Extracto del documento:
━━━

Luis Vidarte, 55 años, supervisor del centro de control aéreo de Madrid-Torrejón
Hubo un momento en el que veía los vuelos en la pantalla y de repente, dejó de verlos. Se había caído una antena radar que daba cobertura al espacio aéreo del norte de Sevilla. No era la zona en la que Luis Vidarte y el equipo de unos 50 controladores aéreos del centro de Madrid-Torrejón tenían que operar. Pero los puntos que antes estaban, habían desaparecido. Y eso fue, cuenta, lo que más le “chocó”. Sin embargo, no era lo más peligroso.
Este controlador aéreo con más de 20 años de experiencia en la profesión recuerda que la sala —“más parecida a una nave industrial diáfana que a la torre que casi todo el mundo se imagina”, precisa— en la tarde del 28 de abril estaba en plena ebullición. En medio del apagón masivo operaron casi 6.000 vuelos y el presidente del Gobierno, Pedro Sánchez, celebró que solo se hubieran cancelado 300. Dirigiendo parte de ese tráfico de miles de aviones estaban ellos. Algunos se habían quedado parcialmente ciegos, como los que tenían que operar en Andalucía. Y Vidarte y sus compañeros, a veces también sordos. Eso era lo que más le preocupaba.

━━━

Datos de señalización de regiones
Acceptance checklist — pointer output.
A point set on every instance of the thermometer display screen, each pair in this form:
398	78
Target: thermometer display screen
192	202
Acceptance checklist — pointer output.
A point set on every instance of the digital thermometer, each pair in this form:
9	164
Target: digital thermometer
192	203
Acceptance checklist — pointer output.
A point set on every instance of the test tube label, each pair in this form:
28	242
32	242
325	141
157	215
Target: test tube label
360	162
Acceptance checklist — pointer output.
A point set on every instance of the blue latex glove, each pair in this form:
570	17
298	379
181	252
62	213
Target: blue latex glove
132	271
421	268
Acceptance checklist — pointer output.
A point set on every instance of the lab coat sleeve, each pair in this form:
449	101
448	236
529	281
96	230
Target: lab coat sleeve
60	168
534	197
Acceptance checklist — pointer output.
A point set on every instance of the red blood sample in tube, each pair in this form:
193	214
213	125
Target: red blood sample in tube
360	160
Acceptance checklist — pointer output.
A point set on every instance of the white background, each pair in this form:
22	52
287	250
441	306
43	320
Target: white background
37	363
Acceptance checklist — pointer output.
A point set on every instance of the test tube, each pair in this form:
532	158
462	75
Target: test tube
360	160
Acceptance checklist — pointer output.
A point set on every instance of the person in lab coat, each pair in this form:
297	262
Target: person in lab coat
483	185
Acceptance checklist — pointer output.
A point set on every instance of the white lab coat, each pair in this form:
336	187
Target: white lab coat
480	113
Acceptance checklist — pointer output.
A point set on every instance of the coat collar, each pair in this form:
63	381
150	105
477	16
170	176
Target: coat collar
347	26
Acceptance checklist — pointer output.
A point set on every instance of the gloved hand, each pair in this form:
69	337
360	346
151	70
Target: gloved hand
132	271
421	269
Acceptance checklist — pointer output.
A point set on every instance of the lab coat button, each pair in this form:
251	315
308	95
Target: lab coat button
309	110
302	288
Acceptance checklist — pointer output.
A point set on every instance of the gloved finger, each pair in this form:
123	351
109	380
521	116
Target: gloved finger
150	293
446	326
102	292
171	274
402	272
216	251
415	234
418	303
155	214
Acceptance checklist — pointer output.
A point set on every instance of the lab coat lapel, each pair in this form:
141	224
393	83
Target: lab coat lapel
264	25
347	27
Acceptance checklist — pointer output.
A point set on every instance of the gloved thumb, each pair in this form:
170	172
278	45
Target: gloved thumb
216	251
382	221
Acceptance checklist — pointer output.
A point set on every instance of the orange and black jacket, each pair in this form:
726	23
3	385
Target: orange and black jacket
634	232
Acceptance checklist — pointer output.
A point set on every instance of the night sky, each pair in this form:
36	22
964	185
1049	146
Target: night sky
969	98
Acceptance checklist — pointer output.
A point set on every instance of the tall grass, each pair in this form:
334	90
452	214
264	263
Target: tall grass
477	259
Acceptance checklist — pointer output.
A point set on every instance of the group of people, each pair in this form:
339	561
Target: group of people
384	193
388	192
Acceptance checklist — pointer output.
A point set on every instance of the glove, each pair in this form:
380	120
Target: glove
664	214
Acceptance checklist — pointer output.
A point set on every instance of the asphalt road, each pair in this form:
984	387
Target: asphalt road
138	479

━━━

Lista de tareas:
1. Resume de forma más breve el párrafo del extracto que empieza con "Hubo un momento en el que", conservando sus datos principales.
2. Repite del extracto el pasaje que va desde "Luis Vidarte, 55" hasta "lo más peligroso.".

Respuestas por punto:
1. Vidarte veía los vuelos en la pantalla cuando, de repente, dejaron de aparecer porque se había caído una antena radar que cubría el espacio aéreo del norte de Sevilla. No era la zona que debían operar él y los unos 50 controladores del centro de Madrid-Torrejón. La desaparición de los puntos fue lo que más le chocó, aunque no fue lo más peligroso.

2.
Luis Vidarte, 55 años, supervisor del centro de control aéreo de Madrid-Torrejón
Hubo un momento en el que veía los vuelos en la pantalla y de repente, dejó de verlos. Se había caído una antena radar que daba cobertura al espacio aéreo del norte de Sevilla. No era la zona en la que Luis Vidarte y el equipo de unos 50 controladores aéreos del centro de Madrid-Torrejón tenían que operar. Pero los puntos que antes estaban, habían desaparecido. Y eso fue, cuenta, lo que más le “chocó”. Sin embargo, no era lo más peligroso.